_WORK TO BE COMPLETED_.
Copy the records below word for word, starting at the line that contains "Find player's knee." and ending at the line that contains "xmin=104 ymin=241 xmax=125 ymax=262", with both of those lines included.
■ ■ ■ ■ ■ ■ ■
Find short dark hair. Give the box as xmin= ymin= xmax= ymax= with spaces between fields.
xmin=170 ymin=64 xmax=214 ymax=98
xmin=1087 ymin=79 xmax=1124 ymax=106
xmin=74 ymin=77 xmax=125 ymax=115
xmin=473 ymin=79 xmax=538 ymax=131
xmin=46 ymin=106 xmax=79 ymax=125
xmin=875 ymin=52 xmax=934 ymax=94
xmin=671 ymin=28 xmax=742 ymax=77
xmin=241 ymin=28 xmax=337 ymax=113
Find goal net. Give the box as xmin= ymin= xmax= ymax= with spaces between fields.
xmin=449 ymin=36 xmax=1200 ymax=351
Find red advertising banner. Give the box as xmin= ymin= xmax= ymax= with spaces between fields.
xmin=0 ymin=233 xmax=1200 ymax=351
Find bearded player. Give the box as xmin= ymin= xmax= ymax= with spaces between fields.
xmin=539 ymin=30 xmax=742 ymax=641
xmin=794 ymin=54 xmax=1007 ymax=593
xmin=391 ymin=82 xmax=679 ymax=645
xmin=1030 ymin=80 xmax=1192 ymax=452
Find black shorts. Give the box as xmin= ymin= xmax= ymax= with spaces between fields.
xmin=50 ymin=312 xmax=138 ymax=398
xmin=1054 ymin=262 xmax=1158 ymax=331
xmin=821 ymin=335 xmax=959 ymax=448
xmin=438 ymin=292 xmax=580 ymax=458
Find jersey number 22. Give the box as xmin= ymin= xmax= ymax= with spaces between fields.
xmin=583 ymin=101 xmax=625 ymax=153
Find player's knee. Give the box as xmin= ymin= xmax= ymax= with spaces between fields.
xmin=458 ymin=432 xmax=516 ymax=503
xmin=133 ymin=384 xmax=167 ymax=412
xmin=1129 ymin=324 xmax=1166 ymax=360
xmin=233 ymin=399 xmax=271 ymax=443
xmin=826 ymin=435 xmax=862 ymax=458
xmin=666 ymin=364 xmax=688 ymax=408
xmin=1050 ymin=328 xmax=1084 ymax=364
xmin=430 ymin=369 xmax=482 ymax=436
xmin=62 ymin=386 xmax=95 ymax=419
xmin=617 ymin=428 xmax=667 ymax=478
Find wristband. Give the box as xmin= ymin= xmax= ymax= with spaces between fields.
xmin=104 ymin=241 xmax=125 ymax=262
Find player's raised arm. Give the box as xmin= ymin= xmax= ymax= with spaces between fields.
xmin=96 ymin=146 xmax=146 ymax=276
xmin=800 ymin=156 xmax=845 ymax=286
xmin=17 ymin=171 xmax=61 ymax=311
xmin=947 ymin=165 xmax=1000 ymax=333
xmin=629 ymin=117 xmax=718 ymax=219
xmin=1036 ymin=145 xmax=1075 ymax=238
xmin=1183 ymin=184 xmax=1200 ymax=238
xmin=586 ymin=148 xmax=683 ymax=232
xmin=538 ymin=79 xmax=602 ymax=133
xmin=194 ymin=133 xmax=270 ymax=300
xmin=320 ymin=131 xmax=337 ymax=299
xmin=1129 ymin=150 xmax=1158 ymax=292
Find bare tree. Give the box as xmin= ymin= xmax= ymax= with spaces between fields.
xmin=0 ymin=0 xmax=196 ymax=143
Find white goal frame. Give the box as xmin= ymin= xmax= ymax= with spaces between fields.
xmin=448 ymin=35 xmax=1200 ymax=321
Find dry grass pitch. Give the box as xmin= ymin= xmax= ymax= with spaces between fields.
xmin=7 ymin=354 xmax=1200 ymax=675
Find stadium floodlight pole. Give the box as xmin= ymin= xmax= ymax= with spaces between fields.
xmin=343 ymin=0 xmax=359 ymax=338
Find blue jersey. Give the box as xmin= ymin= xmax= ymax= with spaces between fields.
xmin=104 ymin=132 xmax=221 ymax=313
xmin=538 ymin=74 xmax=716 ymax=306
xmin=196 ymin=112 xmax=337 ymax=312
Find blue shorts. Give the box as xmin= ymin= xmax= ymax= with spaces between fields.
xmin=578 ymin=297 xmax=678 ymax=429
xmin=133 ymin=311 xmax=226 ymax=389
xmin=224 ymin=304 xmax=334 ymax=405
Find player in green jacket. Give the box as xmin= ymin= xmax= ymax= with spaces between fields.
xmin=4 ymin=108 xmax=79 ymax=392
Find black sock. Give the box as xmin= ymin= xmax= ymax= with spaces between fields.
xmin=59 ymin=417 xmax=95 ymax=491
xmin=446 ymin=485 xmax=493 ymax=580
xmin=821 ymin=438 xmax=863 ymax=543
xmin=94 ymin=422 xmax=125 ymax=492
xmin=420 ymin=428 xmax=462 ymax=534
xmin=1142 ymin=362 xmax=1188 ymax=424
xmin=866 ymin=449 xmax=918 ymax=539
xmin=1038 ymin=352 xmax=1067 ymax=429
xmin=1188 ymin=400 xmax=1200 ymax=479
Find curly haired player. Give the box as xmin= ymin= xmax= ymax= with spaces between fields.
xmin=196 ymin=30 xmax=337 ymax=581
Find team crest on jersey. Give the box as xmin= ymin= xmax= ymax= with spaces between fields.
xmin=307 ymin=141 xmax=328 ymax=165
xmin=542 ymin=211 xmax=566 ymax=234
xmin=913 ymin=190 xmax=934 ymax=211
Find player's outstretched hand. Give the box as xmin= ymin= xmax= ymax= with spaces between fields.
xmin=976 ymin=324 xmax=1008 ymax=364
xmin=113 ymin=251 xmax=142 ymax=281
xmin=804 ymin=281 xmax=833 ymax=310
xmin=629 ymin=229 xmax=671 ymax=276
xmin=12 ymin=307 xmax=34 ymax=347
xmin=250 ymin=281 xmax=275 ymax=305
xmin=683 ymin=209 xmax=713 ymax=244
■ ■ ■ ■ ■ ■ ■
_FINISHED ANSWER_.
Find player's knee. Give the box as xmin= ymin= xmax= ymax= with spaces between fields.
xmin=458 ymin=432 xmax=516 ymax=503
xmin=133 ymin=384 xmax=167 ymax=412
xmin=1129 ymin=324 xmax=1166 ymax=360
xmin=233 ymin=399 xmax=271 ymax=443
xmin=826 ymin=435 xmax=862 ymax=458
xmin=666 ymin=364 xmax=688 ymax=408
xmin=1050 ymin=328 xmax=1084 ymax=364
xmin=430 ymin=369 xmax=482 ymax=436
xmin=62 ymin=386 xmax=95 ymax=419
xmin=617 ymin=428 xmax=667 ymax=478
Find wristband. Give the box as xmin= ymin= xmax= ymax= with spaces between fields.
xmin=104 ymin=241 xmax=125 ymax=262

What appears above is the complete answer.